* _EXERCISE GOAL_
Reproduce every entry below exactly, minus the pictures.
··· DATA SUPPLIED
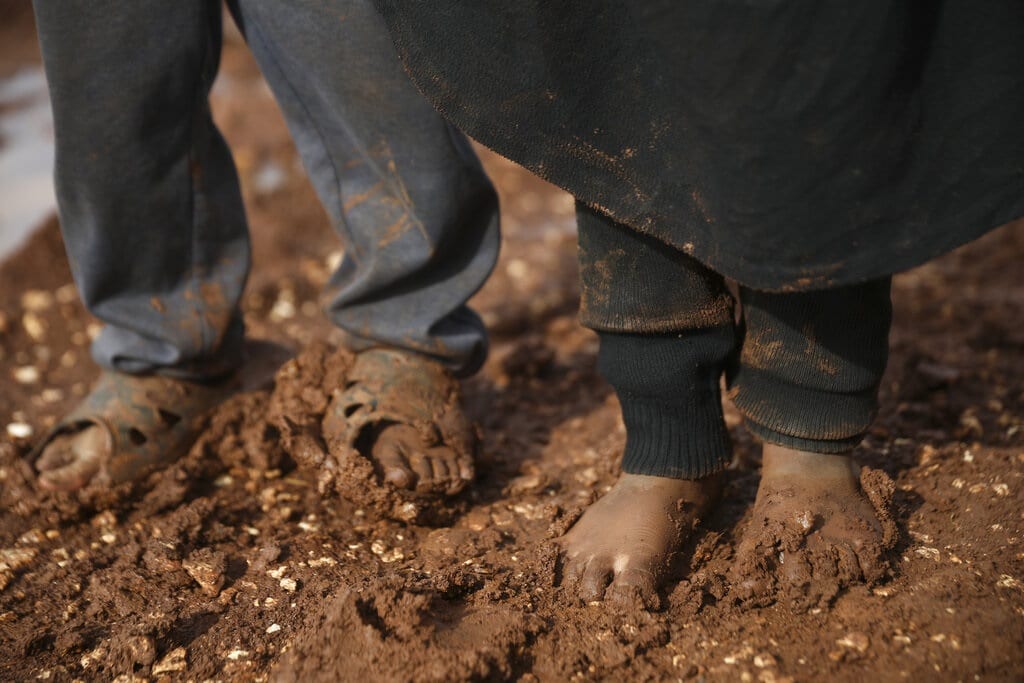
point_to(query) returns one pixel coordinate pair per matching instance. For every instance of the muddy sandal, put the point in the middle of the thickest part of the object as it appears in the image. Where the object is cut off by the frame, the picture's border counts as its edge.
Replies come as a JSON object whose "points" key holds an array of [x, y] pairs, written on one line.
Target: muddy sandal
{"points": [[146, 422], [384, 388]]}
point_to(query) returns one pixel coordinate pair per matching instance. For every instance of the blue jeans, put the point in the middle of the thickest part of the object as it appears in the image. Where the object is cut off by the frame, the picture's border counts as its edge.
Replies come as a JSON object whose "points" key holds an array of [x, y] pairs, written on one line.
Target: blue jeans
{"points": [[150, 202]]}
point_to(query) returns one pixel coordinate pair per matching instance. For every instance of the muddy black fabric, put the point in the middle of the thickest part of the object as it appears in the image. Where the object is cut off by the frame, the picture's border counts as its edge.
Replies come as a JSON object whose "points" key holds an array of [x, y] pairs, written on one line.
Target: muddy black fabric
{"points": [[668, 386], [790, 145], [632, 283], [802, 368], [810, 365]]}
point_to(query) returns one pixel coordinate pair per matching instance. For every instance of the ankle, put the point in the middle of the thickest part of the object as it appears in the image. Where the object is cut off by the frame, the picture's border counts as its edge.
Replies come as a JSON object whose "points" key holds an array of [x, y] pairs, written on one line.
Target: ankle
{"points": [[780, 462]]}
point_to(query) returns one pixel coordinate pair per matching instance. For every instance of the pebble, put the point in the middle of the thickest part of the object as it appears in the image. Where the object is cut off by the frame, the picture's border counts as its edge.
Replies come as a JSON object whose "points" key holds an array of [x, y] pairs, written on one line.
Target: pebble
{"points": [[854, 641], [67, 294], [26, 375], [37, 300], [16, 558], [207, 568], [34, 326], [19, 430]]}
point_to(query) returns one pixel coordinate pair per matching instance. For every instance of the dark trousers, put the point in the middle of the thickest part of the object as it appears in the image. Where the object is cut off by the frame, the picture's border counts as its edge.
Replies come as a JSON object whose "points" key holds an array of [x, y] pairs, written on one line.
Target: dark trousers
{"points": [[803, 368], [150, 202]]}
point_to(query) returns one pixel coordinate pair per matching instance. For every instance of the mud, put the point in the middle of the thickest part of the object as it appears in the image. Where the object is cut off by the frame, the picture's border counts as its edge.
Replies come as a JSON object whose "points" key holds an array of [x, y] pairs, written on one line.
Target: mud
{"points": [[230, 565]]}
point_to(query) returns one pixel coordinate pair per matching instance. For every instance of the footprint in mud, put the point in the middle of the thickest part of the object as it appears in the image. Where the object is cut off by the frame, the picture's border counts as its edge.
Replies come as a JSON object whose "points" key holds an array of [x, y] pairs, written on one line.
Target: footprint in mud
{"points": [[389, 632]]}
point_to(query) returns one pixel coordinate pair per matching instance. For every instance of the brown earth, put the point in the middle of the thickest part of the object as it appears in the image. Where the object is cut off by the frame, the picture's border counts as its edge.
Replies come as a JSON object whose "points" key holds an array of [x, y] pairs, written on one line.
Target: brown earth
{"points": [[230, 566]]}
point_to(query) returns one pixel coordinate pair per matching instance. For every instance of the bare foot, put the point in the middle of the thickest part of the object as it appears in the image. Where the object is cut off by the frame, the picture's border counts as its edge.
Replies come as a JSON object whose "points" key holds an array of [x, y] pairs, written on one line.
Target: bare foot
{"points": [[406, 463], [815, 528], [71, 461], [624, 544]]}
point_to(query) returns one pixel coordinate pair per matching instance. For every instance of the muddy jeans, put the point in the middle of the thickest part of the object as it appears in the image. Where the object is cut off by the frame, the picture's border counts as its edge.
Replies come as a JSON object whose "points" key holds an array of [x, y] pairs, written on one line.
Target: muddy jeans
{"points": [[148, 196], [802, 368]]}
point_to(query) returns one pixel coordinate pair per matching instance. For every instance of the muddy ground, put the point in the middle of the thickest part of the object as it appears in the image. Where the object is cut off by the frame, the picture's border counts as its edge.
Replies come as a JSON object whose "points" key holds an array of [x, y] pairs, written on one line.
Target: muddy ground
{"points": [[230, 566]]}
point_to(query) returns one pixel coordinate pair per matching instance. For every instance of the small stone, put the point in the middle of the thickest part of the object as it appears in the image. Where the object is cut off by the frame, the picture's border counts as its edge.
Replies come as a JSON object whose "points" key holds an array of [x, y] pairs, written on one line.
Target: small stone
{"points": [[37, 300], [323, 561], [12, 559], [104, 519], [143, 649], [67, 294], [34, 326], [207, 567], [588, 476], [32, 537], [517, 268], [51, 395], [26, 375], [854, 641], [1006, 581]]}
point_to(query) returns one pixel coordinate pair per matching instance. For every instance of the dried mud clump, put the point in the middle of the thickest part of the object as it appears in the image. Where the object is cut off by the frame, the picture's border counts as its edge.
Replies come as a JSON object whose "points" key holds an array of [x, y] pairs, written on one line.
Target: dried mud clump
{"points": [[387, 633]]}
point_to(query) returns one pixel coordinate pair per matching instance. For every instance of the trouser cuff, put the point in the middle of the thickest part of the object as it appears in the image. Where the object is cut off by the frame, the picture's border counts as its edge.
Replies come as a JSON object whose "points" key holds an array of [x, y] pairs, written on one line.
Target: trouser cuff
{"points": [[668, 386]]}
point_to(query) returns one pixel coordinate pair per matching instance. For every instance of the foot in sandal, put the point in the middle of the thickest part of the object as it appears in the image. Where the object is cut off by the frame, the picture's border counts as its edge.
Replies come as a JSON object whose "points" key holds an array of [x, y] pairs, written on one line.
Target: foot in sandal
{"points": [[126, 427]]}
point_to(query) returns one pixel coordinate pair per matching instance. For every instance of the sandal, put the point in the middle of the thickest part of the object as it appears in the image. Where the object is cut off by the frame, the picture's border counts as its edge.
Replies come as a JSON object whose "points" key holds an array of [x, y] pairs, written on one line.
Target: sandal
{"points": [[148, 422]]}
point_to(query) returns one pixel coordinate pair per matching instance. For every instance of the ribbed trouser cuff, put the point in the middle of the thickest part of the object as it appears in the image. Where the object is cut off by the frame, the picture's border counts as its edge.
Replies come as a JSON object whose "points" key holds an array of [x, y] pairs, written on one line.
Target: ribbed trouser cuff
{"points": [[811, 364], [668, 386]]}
······
* _RESULT FOR THIS EXERCISE_
point_to(query) returns one pixel coordinate pair per matching instance. For every instance of the muddy sandal, put the point in the middle of the thickest part of the object as it appears in the image. Where the object is cut off by the frame, the picture's border counts as its edge.
Replies come as a JSON object whose "points" key holds an array of [x, y] pairs, written on one line.
Target: muddy sandal
{"points": [[146, 422], [384, 388]]}
point_to(query) returns one pixel coordinate pair per matching instance. For every instance of the blue jeans, put the point in the middle of the thickest part of the object as it appears in the image. Where the object is cut off by the frame, the picture's border counts as its edge.
Replies come as a JSON object whose "points" key holds an array of [x, y] pairs, written on one line.
Target: blue jeans
{"points": [[150, 202]]}
point_to(query) returns one pixel coordinate pair per matching instance. For every instance of the muddy black fabric, put the point in the middle of the thickest part of the object as it appears in the image. Where the object is cut off by the frame, the picture's border counts as its edge.
Replies come as a JSON object whose "points" key holds an array of [x, y] pairs, written on one line.
Target: muddy black fabric
{"points": [[668, 386], [790, 145], [632, 283], [802, 368], [810, 365]]}
point_to(query) returns one pixel coordinate pair per matching instance. For every instance of the ankle, put the point in the middle of the thickest part of the object as it appears in the image. Where the object is cut off by the frame, the picture's border counts as its edge.
Replies come as a JSON object whose "points" key holds an array of [x, y] pairs, written on one line.
Target: ankle
{"points": [[780, 462]]}
point_to(query) returns one pixel coordinate pair per matching instance. For every instance of the pebble, put the point in the middle of the thickest part of the object as it appears in the image. Where the object is cut off by the frame, the picture's border counts as its edge.
Replies come as a JSON object whose "points" key holds an array of [x, y] pairs, written on one line.
Target: pebble
{"points": [[854, 641], [67, 294], [26, 375], [37, 300], [16, 558], [207, 568], [34, 326], [19, 430]]}
point_to(query) returns one pixel coordinate pair per matching instance. For every instance of the dark trousers, put the point in the middle of the thickest part of the object as it appears in the image. Where the object is cut off by the frame, the picture's border counts as its edge.
Replies come as a JSON object whose "points" key holds an array of [x, y] pairs, written on one line.
Target: dark trousers
{"points": [[803, 368], [150, 202]]}
point_to(query) returns one pixel coordinate pair per matching instance. For every instance of the mud, put the point in the middle of the thickest part of the object as it appears in the image. Where the object is cut off by the frame, the picture's border counts as its edge.
Replies come as a JSON object whose "points" key holds an array of [x, y] pairs, written on one line.
Target: mud
{"points": [[230, 565]]}
point_to(query) returns one pixel coordinate pair per matching instance. For every instance of the footprint in mud, put the point in the middle of the thickest part of the object as it appears in the image. Where the object is cut off by the frame, the picture's border counts as its edge.
Replies come as a JSON object whose "points" key holds an array of [x, y] pairs, written on one line.
Target: footprint in mud
{"points": [[389, 632]]}
point_to(query) returns one pixel coordinate pair per matching instance. For every instance of the brown earth, put the point in the middle of the thickest part of the object as it appears in the image. Where the object is cut off by the frame, the picture's border counts as its edge.
Replies come as a JSON object whose "points" key holds an array of [x, y] pairs, written on one line.
Target: brown earth
{"points": [[230, 566]]}
point_to(query) returns one pixel coordinate pair per matching instance. For every instance of the bare foot, put the point in the middle of the thickest part of the object as it appears in the image. Where the object is cut off by the frame, the picture's border counts as its edge.
Replies come as a JSON object whose "points" key holds an array of [x, y] pairs, written on one line.
Target: bare foot
{"points": [[406, 463], [815, 528], [71, 461], [624, 544]]}
point_to(query) returns one pixel coordinate pair per matching instance. For every instance of the muddy jeans, put the point in the middle of the thickest part of the object as it appears in the image. Where the object is cut off by the frame, the picture's border counts as its edge.
Replies come as a JSON object whose "points" key holds an array of [x, y] pairs, written on one line.
Target: muddy jeans
{"points": [[148, 196], [802, 368]]}
point_to(query) returns one pixel coordinate pair per matching instance. For every instance of the muddy ground, put the point in the middle of the thickest part of the object as it appears in the image. Where the object is cut off by the frame, the picture's border counts as its edge.
Replies come as a JSON object whose "points" key holds an array of [x, y] pairs, written on one line.
Target: muddy ground
{"points": [[230, 566]]}
point_to(query) returns one pixel coordinate pair per matching instance. For every instance of the small stone, put the point in the middle of the thickest part of the object as it appears in the image. Where the object is cut off by the frame, the picture's border counts as its edge.
Replies come as a JSON object whose "points" key holds an array of [x, y] pairs, written on one line.
Target: small stone
{"points": [[37, 300], [323, 561], [12, 559], [104, 519], [143, 649], [67, 294], [34, 326], [207, 567], [588, 476], [32, 537], [517, 268], [51, 395], [26, 375], [854, 641], [1006, 581]]}
point_to(query) returns one pixel coordinate pair per matching instance. For every instance of the dried mud clump, put the point in the middle of the thickest part of the object as it appears in the image. Where the object is cut off by the frame, the picture's border counts as its edge.
Replies come as a JSON object whose "points" key holds an array of [x, y] pairs, written on one line.
Target: dried mud clump
{"points": [[387, 633]]}
point_to(query) returns one pixel coordinate pair per matching instance. For every instance of the trouser cuff, put the point in the middle of the thickest part of the object as it appears in the image. Where the object is cut off by the frame, the picture's border counts as its edge.
Replies come as a JSON object whose "points" key holds an array of [x, y] pairs, written on one line.
Target: trouser cuff
{"points": [[668, 386]]}
point_to(query) returns one pixel coordinate pair per matching instance. For every instance of the foot in sandal, put the point in the middle of the thickest part of the object as it appears in the image. Where the object is cut off by the frame, the picture's border counts as its edge.
Replies come as a JSON object whose "points" key holds an array of [x, y] pairs, written on one line.
Target: foot in sandal
{"points": [[126, 427]]}
point_to(query) returns one pixel coordinate pair per matching instance. For every instance of the sandal, put the point in the middle of the thickest part of the object as it appears in the image. Where the object is cut off by the frame, the picture's border counts as its edge.
Replies come as a JSON object whose "points" key holds an array of [x, y] pairs, written on one line.
Target: sandal
{"points": [[148, 422]]}
point_to(query) returns one pixel coordinate pair per matching instance. For every instance of the ribbed trouser cuff, put the point in the middle of the thickest part of the object as it appears in the image. Where the object is cut off by the frame, the picture's border counts as its edge.
Replies come as a JSON object whose "points" key holds an array of [x, y] pairs, written on one line.
Target: ribbed trouser cuff
{"points": [[811, 364], [668, 386]]}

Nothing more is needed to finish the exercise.